- GIVEN PASSAGE -

========

PwC partners in the UK were paid an average of more than £1mn for the first time last year, buoyed by a jump of one-third in the firm’s consulting revenues and the disposal of part of its business.
The results kicked off what is expected to be another season of bumper UK earnings for the Big Four accounting firms, which also include Deloitte, EY and KPMG. But PwC warned that inflation and rising wages were likely to reduce partner pay in the current year.
It handed half of its 24,000 UK employees pay rises of at least 9 per cent in July in an effort to attract and retain staff in a hot labour market and to respond to rising inflation.
Kevin Ellis, UK chair and chief executive, said that because salary rises had increased PwC’s cost base, “I expect the average partner income to come down next year in line with that investment.”
Demand for the firm’s services would remain strong because companies would still need advice on adapting to changes in technology and supply chains, Ellis predicted.
The former restructuring adviser also said he expected an uptick in corporate insolvencies.
Asked whether PwC would make changes if rival EY goes ahead with plans to split its audit and advisory businesses, Ellis said: “We are committed to [being] a multidisciplinary firm. And I think I’m going to be quite relieved that I’ve still got a very strong insolvency practice.”
Total profits for PwC UK, which includes the firm’s Middle East business, rose 19 per cent to £1.4bn in the 12 months to June 30. Profits were more than £1.5bn after accounting for the UK element of the $2.2bn sale of PwC’s global mobility business, the proceeds of which were shared among the locally owned firms that make up PwC’s international network.
Distributable profits for PwC’s 995 UK and Middle East partners, who own and run the business, rose to an average of £1,025,000, with the top earners being paid significantly more.

========

- MATERIAL SHOWN -
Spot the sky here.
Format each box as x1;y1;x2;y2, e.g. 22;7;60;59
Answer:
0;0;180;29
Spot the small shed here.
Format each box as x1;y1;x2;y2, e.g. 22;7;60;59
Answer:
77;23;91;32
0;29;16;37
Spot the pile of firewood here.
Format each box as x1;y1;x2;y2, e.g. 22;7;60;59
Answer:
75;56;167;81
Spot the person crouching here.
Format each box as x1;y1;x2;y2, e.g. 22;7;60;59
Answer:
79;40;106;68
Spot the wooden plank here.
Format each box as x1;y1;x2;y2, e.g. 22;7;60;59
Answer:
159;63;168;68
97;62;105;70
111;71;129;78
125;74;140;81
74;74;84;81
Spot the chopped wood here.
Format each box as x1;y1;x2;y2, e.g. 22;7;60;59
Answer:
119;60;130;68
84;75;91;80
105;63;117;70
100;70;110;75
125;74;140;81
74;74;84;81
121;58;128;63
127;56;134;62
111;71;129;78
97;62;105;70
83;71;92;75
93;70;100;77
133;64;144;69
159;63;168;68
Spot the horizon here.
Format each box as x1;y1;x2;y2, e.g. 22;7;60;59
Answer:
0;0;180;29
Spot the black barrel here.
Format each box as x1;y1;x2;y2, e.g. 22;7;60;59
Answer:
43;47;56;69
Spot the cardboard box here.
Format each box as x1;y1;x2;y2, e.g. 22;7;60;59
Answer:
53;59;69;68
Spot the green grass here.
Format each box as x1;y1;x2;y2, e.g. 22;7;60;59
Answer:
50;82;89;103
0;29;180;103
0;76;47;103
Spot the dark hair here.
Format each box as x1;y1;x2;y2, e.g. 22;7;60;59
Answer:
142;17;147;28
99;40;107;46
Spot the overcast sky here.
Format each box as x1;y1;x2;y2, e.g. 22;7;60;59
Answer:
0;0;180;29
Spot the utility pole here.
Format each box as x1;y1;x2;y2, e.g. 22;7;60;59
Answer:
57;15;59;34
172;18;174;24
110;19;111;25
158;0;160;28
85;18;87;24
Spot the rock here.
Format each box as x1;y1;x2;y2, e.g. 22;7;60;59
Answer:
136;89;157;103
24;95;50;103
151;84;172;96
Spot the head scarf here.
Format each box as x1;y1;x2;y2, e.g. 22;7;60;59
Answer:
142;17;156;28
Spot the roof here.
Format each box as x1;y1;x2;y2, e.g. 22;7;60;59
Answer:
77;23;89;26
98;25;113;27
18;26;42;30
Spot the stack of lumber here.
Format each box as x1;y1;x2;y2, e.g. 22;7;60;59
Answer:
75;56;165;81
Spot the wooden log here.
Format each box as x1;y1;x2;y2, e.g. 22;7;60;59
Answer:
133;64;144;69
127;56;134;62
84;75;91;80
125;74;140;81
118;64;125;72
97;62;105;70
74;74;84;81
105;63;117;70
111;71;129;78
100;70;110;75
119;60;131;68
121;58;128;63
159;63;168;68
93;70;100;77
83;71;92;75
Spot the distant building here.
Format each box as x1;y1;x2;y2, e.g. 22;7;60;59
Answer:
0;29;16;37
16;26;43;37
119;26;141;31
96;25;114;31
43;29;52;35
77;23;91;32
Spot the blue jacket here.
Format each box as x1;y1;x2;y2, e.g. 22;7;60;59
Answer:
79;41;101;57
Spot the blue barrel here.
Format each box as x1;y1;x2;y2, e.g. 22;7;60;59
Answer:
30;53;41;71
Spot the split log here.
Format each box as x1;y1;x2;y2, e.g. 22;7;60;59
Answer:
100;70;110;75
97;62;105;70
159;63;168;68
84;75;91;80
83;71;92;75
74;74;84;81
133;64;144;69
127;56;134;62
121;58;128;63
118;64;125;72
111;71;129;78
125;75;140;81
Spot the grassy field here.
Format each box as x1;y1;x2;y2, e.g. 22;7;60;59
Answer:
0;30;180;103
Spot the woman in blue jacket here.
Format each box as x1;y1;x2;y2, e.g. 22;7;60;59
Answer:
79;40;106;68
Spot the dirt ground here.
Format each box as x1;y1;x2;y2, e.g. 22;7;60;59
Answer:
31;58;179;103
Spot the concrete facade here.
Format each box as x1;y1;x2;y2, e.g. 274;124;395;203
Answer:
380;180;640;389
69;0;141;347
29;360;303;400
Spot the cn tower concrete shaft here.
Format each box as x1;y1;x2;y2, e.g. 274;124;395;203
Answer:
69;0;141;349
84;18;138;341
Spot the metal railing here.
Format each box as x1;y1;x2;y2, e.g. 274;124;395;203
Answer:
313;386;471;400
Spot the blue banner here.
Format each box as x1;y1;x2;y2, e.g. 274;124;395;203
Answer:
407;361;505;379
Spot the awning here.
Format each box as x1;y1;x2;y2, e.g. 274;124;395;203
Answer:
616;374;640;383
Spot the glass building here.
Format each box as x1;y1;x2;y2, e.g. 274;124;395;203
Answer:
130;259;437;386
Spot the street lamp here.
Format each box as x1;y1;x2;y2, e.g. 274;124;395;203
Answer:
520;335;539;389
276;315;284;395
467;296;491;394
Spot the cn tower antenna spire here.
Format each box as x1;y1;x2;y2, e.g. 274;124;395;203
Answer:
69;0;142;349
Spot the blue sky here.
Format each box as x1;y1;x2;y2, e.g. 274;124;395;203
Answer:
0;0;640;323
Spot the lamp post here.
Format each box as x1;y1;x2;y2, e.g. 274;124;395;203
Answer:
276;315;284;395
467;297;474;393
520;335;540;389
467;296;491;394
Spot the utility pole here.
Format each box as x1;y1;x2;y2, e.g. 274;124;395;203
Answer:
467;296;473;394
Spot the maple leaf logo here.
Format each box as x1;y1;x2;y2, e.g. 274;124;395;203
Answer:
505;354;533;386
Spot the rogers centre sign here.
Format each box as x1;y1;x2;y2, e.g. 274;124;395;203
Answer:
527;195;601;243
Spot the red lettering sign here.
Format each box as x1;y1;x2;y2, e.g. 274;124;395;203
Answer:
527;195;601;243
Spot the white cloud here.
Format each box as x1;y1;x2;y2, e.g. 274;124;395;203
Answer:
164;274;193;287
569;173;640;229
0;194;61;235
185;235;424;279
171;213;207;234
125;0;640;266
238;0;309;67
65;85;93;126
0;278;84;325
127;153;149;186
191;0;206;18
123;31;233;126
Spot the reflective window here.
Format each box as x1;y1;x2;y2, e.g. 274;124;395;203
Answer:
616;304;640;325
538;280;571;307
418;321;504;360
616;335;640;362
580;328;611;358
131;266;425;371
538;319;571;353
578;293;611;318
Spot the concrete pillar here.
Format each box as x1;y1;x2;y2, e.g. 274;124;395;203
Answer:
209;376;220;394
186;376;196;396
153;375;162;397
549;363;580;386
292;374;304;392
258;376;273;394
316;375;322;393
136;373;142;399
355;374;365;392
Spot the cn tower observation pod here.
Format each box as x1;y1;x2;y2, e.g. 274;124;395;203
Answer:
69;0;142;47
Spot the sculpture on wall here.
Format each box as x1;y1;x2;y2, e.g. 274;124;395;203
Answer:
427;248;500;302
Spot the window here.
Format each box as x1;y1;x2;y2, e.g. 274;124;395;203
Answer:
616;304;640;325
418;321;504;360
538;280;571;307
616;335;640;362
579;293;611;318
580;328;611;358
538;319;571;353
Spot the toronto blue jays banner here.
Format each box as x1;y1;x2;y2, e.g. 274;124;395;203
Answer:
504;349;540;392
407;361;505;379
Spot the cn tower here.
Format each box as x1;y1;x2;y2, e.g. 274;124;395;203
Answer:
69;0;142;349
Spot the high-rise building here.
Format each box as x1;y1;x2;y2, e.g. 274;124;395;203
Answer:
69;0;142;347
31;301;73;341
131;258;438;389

========

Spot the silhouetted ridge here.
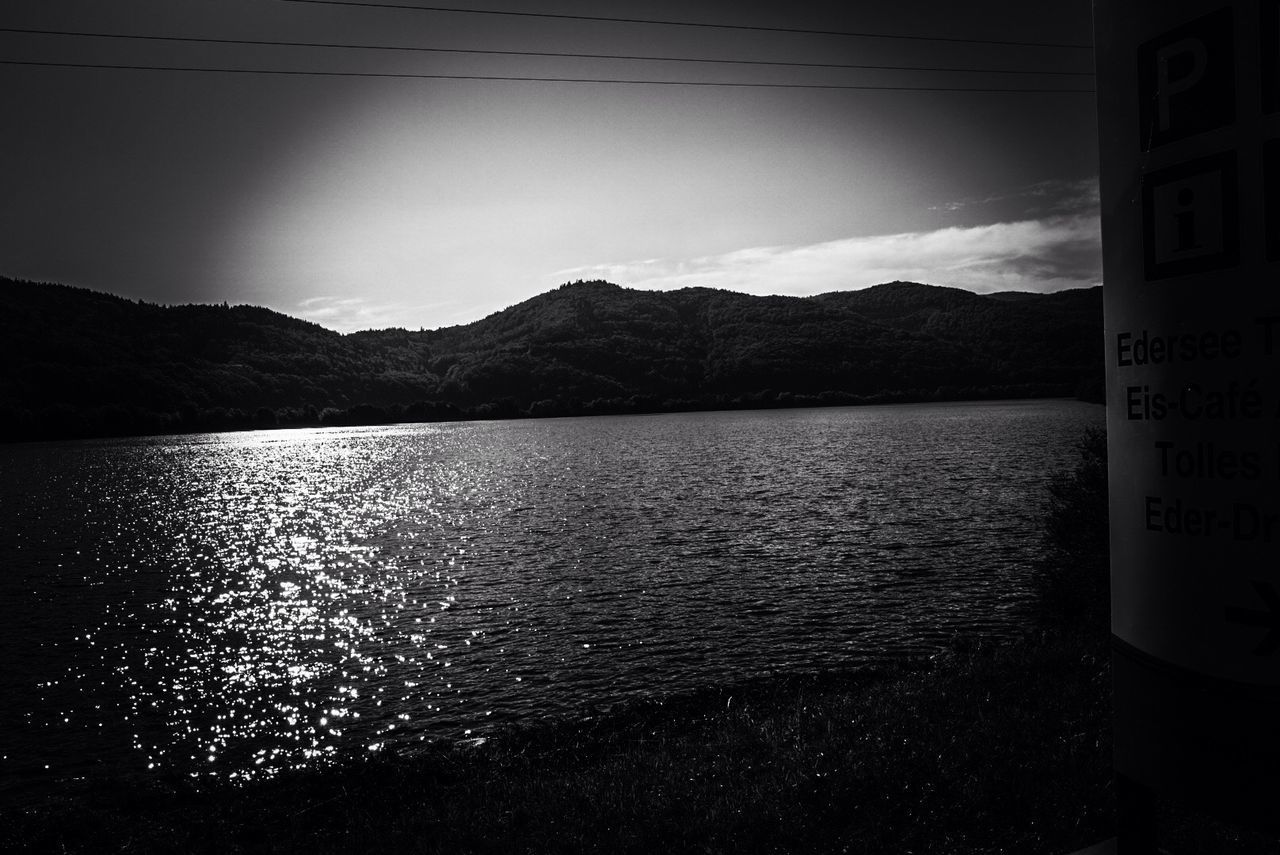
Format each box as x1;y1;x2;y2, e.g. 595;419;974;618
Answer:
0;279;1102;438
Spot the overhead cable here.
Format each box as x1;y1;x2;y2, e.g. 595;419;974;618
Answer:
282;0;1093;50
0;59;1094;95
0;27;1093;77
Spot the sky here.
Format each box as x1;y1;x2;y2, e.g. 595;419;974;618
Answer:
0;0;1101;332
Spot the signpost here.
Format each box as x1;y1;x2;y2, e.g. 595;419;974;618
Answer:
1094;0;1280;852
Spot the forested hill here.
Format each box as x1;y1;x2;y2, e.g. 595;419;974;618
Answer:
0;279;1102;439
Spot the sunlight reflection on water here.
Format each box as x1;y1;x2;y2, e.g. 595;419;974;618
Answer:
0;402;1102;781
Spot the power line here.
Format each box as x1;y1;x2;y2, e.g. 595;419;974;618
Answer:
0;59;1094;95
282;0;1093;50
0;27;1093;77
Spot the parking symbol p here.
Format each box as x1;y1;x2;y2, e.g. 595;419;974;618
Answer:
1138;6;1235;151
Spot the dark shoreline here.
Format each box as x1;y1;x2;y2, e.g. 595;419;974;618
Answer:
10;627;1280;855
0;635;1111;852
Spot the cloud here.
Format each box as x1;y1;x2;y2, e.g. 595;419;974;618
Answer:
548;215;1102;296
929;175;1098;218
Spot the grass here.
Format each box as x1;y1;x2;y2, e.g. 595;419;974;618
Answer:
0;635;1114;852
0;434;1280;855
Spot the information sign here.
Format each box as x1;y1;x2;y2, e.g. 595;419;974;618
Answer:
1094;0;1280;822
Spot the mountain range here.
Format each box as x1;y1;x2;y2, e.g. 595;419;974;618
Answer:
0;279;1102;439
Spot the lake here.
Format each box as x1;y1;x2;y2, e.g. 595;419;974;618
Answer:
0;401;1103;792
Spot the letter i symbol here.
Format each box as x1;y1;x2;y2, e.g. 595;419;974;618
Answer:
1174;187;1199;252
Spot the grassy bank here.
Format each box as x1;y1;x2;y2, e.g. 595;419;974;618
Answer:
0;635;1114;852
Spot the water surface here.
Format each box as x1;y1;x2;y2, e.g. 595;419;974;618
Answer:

========

- WHAT TO WORK ON -
1. Copy the section of the PwC partner pay article from "PwC partners in" to "to rising inflation." word for word.
2. Extend the article on PwC partner pay, picking up after its final sentence.
None of the rows has any bearing on this work.

- RESULTS OF THE TASKS -
1.
PwC partners in the UK were paid an average of more than £1mn for the first time last year, buoyed by a jump of one-third in the firm’s consulting revenues and the disposal of part of its business.
The results kicked off what is expected to be another season of bumper UK earnings for the Big Four accounting firms, which also include Deloitte, EY and KPMG. But PwC warned that inflation and rising wages were likely to reduce partner pay in the current year.
It handed half of its 24,000 UK employees pay rises of at least 9 per cent in July in an effort to attract and retain staff in a hot labour market and to respond to rising inflation.

2.
The figure included £920,000 in trading profits, up from £818,000 a year earlier, plus an average of £105,000 per partner from the sale of the mobility business, which advises companies on immigration and other matters when they move their staff internationally. The rest of the sale proceeds were retained for investment in the business.
Revenues reached £5bn for the first time, including £1bn in the Middle East. The rise was helped by a 33 per cent increase in sales by the consulting business, which overtook audit as the biggest division.
The decision to honour all job offers throughout the pandemic was the “biggest driver” of the firm’s growth, Ellis added. “I was able to carry on recruiting people in consulting [which suffered a 6 per cent fall in revenues in the 2021 financial year before rebounding in 2022], because . . . I had an audit business, deals business and other things that were performing,” he said, contrasting the model with EY’s plans to break itself up.
The surge in the consulting business was driven in part by an increase in managed services contracts — long-term projects where companies outsource the running of internal systems or implementation of technological changes.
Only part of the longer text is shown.